* REQUIRED WORK
**a)** In the trigonometry solution, in which quadrants is the tangent function positive?
**b)** For each statement, say whether it agrees with the trigonometry solution, answering yes or no and quoting the words of the solution that decide it.
(i) The solution treats the expression as a cubic equation before factoring.
(ii) The solution says the tangent function is negative in quadrants II and IV.
(iii) To solve each factor set to zero, the solution divides both sides by cos x.

* PASSAGE
____
# `2cos^2x+sinx.cosx-sin^2x=0`

### 1 Answer | Add Yours

`2cos^2x + sinxcosx - sin^2x = 0`

To solve for x, consider the above expression as a quadratic equation. Then, factor.

`(2cosx - sinx) ( cosx + sinx) = 0`

Set each factor to zero and solve for x.

> `2cosx - sinx = 0`

Divide both sides by cos x.

`2 - (sinx)/(cosx) = 0`

`tanx = 2`

Note that tangent function is positive at quadrants I and III. So,

`x = 63.43` and `243.43` degrees

The other factor is:

> `cos x + sinx = 0`

Divide both sides by cos x.

`1 + sinx/cosx = 0`

`1 + tanx = 0`

`tan x = -1`

Tangent function is negative at quadrant II and IV. The values of angle x:

`x = 135` and `315` degrees

**Hence, the general solution of `2cos^2x + sinxcosx-sin^2x` are:**

**`x_1 = 63.43 + 360k`degrees**

**`x_2 = 135 + 360k` degrees**

**`x_3 = 243.43 + 360k` degrees and**

**`x_4 = 315 +360k` degrees**
____
* RECORDED DATA
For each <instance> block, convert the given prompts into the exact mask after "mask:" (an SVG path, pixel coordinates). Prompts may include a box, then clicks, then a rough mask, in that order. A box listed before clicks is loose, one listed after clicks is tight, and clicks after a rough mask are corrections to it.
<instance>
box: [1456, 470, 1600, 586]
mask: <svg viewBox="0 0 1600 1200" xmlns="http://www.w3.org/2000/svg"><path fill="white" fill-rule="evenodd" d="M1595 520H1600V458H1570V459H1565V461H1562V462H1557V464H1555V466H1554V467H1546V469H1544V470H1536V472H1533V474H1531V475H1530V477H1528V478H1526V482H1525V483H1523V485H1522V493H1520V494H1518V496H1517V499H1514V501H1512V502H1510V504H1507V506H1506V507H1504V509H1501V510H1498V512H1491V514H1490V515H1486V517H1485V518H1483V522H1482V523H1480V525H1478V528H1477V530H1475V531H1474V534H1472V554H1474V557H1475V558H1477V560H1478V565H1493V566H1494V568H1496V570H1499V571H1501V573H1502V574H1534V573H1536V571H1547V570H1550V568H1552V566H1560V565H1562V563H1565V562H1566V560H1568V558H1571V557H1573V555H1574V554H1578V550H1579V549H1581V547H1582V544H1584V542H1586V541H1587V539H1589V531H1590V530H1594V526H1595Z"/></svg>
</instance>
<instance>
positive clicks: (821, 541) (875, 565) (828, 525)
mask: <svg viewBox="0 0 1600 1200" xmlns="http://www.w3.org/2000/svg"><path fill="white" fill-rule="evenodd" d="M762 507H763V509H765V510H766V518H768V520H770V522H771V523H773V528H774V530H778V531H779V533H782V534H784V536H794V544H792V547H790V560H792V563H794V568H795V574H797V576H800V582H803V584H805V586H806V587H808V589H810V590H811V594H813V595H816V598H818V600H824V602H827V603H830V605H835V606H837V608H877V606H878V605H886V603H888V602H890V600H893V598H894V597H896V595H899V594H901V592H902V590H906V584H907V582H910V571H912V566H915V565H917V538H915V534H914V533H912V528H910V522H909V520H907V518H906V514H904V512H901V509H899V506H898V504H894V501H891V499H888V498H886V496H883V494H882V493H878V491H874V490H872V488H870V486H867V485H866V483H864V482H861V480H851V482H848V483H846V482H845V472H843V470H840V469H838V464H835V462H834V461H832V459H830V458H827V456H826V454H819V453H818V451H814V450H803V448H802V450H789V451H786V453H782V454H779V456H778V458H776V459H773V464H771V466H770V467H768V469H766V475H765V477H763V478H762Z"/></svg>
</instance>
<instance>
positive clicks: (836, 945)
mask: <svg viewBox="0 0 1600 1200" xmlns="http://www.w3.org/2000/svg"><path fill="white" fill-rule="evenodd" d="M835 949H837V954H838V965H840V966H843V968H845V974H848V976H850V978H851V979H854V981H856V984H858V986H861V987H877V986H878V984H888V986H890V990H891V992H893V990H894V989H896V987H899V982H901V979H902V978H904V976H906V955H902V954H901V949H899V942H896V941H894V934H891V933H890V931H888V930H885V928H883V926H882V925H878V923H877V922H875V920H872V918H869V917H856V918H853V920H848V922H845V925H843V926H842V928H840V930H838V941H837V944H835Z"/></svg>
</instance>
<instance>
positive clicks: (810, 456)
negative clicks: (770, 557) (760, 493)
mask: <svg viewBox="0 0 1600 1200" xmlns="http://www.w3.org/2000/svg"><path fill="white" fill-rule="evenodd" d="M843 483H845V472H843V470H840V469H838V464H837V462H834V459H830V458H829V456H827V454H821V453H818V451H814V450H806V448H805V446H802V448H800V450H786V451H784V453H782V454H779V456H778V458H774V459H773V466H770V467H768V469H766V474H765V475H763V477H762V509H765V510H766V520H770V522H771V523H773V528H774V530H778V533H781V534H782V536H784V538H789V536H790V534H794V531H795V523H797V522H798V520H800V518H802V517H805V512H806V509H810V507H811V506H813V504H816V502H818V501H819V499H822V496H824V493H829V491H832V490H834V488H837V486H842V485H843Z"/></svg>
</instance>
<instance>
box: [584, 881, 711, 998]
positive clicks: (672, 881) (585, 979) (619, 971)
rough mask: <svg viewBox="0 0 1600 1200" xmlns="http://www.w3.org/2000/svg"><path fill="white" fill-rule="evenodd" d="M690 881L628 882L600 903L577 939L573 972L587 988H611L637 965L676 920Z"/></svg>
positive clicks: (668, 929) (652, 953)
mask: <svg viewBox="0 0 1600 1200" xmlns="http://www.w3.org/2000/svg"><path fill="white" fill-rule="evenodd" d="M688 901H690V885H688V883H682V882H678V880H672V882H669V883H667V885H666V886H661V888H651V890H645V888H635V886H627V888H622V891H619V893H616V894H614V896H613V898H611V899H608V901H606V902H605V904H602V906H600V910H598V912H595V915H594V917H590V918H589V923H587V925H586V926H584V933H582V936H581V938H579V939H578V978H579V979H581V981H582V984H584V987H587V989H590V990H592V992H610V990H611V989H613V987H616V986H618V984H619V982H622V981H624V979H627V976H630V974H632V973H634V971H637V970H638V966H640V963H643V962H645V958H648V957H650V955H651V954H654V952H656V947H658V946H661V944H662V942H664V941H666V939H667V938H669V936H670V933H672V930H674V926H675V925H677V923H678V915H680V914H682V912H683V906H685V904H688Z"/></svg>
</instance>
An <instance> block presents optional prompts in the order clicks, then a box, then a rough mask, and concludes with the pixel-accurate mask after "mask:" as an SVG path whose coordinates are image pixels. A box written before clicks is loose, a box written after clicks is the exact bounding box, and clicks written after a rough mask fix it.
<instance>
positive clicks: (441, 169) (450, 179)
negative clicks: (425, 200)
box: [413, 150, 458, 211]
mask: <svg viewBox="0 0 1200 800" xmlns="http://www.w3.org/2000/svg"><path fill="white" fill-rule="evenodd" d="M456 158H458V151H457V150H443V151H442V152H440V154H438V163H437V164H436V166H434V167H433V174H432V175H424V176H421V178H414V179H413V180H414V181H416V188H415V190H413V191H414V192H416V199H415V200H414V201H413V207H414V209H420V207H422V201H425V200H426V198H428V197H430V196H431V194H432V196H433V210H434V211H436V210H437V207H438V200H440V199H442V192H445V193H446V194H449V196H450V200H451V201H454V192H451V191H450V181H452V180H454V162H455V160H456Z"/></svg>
____
* ANSWERS GIVEN
**a)** Quadrants I and III.

**b)**
(i) No: "consider the above expression as a quadratic equation."
(ii) Yes: "Tangent function is negative at quadrant II and IV."
(iii) Yes: "Divide both sides by cos x."